_TO DO_:
Exact copies of all the entries below are expected in the answer.

(Referring expression pointing data)
^^^^^^^^^^^^^^^^

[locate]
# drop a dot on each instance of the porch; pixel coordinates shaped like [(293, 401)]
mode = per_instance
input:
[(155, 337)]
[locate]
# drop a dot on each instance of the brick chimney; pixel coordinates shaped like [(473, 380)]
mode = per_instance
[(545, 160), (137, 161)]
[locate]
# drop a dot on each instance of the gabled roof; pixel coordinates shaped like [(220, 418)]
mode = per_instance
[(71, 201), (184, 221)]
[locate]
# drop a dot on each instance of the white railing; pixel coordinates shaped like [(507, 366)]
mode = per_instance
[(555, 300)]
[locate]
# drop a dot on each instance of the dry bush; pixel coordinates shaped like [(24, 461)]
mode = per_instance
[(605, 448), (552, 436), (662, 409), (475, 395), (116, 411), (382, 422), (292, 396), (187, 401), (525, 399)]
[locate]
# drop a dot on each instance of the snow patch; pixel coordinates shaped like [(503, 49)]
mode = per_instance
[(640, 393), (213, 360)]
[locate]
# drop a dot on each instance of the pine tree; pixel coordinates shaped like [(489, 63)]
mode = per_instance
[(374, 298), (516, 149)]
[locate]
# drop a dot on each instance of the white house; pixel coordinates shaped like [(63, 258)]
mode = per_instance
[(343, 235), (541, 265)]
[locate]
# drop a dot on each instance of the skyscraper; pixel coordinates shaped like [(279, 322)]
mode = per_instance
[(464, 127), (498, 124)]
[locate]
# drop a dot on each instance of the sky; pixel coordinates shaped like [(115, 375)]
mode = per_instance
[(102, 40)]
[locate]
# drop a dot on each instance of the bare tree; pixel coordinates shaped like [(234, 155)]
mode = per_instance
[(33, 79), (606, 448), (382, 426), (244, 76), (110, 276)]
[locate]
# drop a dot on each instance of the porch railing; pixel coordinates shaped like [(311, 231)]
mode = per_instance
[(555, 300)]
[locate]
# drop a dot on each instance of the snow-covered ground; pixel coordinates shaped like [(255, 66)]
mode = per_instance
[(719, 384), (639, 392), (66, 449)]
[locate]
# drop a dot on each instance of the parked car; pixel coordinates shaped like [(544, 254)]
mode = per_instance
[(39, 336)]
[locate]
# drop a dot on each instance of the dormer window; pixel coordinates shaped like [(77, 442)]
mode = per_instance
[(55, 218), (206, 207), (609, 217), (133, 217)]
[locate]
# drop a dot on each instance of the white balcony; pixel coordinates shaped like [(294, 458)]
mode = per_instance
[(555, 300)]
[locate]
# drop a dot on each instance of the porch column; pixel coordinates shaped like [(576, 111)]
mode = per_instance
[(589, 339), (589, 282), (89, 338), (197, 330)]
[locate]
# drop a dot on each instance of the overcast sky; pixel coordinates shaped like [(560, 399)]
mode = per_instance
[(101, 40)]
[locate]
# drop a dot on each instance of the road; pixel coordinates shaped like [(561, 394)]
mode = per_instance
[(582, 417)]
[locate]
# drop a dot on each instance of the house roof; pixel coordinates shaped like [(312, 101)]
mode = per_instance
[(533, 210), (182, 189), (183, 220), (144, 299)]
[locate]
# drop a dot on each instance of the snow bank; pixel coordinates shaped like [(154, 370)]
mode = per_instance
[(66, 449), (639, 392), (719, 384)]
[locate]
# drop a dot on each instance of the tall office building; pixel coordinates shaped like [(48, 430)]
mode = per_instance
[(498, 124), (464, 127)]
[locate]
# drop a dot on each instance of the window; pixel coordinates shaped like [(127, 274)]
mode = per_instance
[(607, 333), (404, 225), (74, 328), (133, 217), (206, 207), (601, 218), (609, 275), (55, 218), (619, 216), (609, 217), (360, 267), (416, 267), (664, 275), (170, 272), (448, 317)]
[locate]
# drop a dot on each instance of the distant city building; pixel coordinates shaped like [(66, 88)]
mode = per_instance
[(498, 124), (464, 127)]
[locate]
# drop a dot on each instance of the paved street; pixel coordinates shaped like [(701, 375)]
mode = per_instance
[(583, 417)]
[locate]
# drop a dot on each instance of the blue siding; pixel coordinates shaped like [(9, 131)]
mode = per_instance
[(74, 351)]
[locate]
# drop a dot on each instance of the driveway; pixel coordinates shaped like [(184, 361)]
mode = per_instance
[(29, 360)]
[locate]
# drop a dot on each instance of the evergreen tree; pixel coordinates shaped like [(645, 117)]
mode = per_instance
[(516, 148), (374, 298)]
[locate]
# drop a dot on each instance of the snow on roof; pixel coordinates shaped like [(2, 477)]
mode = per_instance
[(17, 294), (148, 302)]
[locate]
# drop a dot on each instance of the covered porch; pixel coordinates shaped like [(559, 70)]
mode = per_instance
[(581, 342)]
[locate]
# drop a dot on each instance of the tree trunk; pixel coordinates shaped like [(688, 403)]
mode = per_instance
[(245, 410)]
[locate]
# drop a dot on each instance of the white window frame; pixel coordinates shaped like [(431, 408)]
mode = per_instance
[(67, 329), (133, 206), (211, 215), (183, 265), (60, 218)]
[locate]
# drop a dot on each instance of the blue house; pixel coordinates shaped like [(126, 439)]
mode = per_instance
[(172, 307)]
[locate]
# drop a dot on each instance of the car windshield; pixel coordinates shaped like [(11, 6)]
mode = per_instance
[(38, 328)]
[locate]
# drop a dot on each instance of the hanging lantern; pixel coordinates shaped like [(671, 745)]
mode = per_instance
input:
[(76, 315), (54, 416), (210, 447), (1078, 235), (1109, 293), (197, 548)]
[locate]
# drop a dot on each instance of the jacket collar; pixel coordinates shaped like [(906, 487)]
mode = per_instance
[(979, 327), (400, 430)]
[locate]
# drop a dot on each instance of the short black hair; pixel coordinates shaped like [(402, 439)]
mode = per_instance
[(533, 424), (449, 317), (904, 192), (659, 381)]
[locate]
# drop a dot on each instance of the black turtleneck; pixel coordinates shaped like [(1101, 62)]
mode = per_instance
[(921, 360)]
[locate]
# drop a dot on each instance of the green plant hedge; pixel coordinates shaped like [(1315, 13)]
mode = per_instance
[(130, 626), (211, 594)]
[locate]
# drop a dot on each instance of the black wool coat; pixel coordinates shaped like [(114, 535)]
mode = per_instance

^^^^^^^^^^^^^^^^

_REPLY_:
[locate]
# drop a dot on each instance of the porch; pixel coordinates shaped like [(293, 401)]
mode = per_instance
input:
[(155, 337)]
[locate]
# drop a dot on each instance of the brick chimney; pixel coordinates shaped like [(473, 380)]
mode = per_instance
[(545, 160), (137, 161)]
[locate]
# drop a dot on each instance of the gabled roof; pixel coordinates shaped like [(220, 418)]
mode = per_instance
[(71, 201), (184, 221)]
[locate]
# drop a dot on each instance of the white railing; pixel coordinates shaped like [(507, 366)]
mode = per_instance
[(555, 300)]
[locate]
# drop a dot on each instance of the dry bush; pixel coordinates shaped like [(24, 461)]
mode = per_instance
[(605, 448), (552, 436), (662, 409), (475, 395), (116, 411), (382, 422), (292, 396), (187, 401), (525, 399)]
[locate]
# drop a dot on each instance of the snow patch; pixel coordinates shaped like [(503, 49)]
mode = per_instance
[(640, 393), (213, 360)]
[locate]
# drop a dot on each instance of the pine tree; pixel coordinates shaped like [(489, 63)]
mode = per_instance
[(374, 298), (516, 149)]
[locate]
# drop a dot on each instance of the white house; pixel coordinates shaped like [(63, 258)]
mode = per_instance
[(343, 235), (541, 265)]
[locate]
# drop a dot on each instance of the skyscraper; pixel coordinates shaped like [(279, 322)]
mode = per_instance
[(464, 127), (498, 124)]
[locate]
# drop a dot on each instance of the sky; pixel coordinates shaped like [(115, 375)]
mode = per_instance
[(102, 40)]
[locate]
# drop a dot on each instance of the bare tree; pixel coordinates shaped like [(234, 155)]
mode = per_instance
[(33, 79), (606, 448), (382, 426), (244, 76), (110, 276)]
[locate]
# drop a dot on each instance of the porch railing; pixel coordinates shaped like [(311, 231)]
mode = per_instance
[(555, 300)]
[locate]
# drop a dot on each instance of the snow-covered ground; pixel coordinates shaped like [(255, 66)]
mode = per_instance
[(719, 384), (639, 392), (66, 449)]
[locate]
# drop a dot on each instance of the parked car; pixel coordinates shaped like [(544, 254)]
mode = per_instance
[(39, 336)]
[locate]
# drop a dot on each instance of the dormer window; pixel coordinates shaped like [(77, 442)]
mode = per_instance
[(55, 218), (206, 207), (609, 217), (133, 217)]
[locate]
# drop a dot on each instance of the white balcony; pixel coordinates shaped like [(294, 458)]
mode = per_instance
[(555, 300)]
[locate]
# drop a dot on each instance of the porch column; pixel coordinates shaped like [(576, 111)]
mode = per_instance
[(589, 339), (589, 282), (89, 338), (197, 330)]
[locate]
# drop a dot on each instance of the overcast sky; pixel coordinates shaped like [(560, 399)]
mode = per_instance
[(101, 40)]
[locate]
# drop a dot on each instance of the road; pixel coordinates shaped like [(561, 394)]
mode = per_instance
[(582, 417)]
[locate]
# drop a dot on each instance of the house roof; pixel coordinates shaped like [(312, 101)]
mode = per_instance
[(533, 210), (182, 189), (183, 220), (144, 299)]
[locate]
# drop a dot on each instance of the snow bank; pixel coordinates shaped like [(154, 370)]
mode = per_instance
[(66, 449), (639, 392), (719, 384)]
[locate]
# drop a dot on each instance of the tall office building; pixel coordinates shaped like [(48, 430)]
mode = per_instance
[(498, 124), (464, 127)]
[locate]
# drop a dot on each instance of the window; pixel coordinates shaped like [(127, 274)]
mode = per_instance
[(607, 333), (404, 225), (74, 328), (133, 217), (206, 207), (601, 218), (609, 275), (55, 218), (619, 216), (609, 217), (360, 267), (416, 267), (664, 275), (170, 272), (448, 317)]
[locate]
# drop a dot on each instance of the distant city building; pixel coordinates shaped like [(66, 88)]
mode = per_instance
[(498, 124), (464, 127)]
[locate]
# drop a dot on each instance of the paved street; pixel coordinates shaped like [(701, 375)]
mode = per_instance
[(583, 417)]
[locate]
# drop a dot on each instance of the blue siding; pixel coordinates shaped like [(9, 131)]
mode = per_instance
[(74, 351)]
[locate]
# drop a dot on each instance of the driveway; pixel coordinates shaped like [(184, 361)]
mode = per_instance
[(29, 360)]
[locate]
# drop a dot on each instance of the evergreen tree; pixel coordinates shaped like [(645, 117)]
mode = per_instance
[(516, 148), (374, 298)]
[locate]
# drop a dot on each instance of the snow on roof; pixel coordinates shaped like [(2, 477)]
mode = per_instance
[(17, 294), (148, 302)]
[locate]
# drop a dot on each instance of the covered porch; pixel coordinates shaped like [(559, 70)]
mode = per_instance
[(581, 342)]
[locate]
# drop a dot on each instance of the tree trunk; pixel coordinates shaped like [(688, 403)]
mode = per_instance
[(245, 410)]
[locate]
# drop a dot on each instance of the white window frame; pixel coordinates shaped like [(431, 408)]
mode = per_instance
[(67, 329), (133, 206), (211, 215), (183, 265), (60, 218)]
[locate]
# drop a dot on each instance of the blue house; pixel coordinates shaped like [(126, 439)]
mode = per_instance
[(172, 307)]
[locate]
# drop a dot on each instance of the car windshield; pixel coordinates shaped like [(11, 6)]
mode = per_instance
[(38, 328)]
[locate]
# drop a dot on each instance of the hanging lantern; pixel coordinates shaped like [(671, 745)]
mode = per_instance
input:
[(76, 315), (54, 416), (210, 447), (1078, 235), (1109, 293), (197, 548)]
[locate]
# drop a dot on each instance of the jacket collar; pixel coordinates shaped like [(906, 487)]
mode = per_instance
[(979, 327), (400, 430)]
[locate]
# drop a dot on each instance of the short black hair; pixel coordinates shaped like [(402, 439)]
mode = per_instance
[(533, 424), (449, 317), (904, 192), (659, 381)]
[locate]
# drop a dot on each instance of the black turtleneck; pixel coordinates shaped like [(1101, 62)]
mode = per_instance
[(921, 360)]
[locate]
# drop a dot on each instance of the green plant hedge; pixel coordinates shaped like [(1315, 13)]
mode = per_instance
[(130, 626), (211, 594)]
[locate]
# drop a dot on each instance of the black wool coat; pixel coordinates shaped like [(114, 535)]
mode = per_instance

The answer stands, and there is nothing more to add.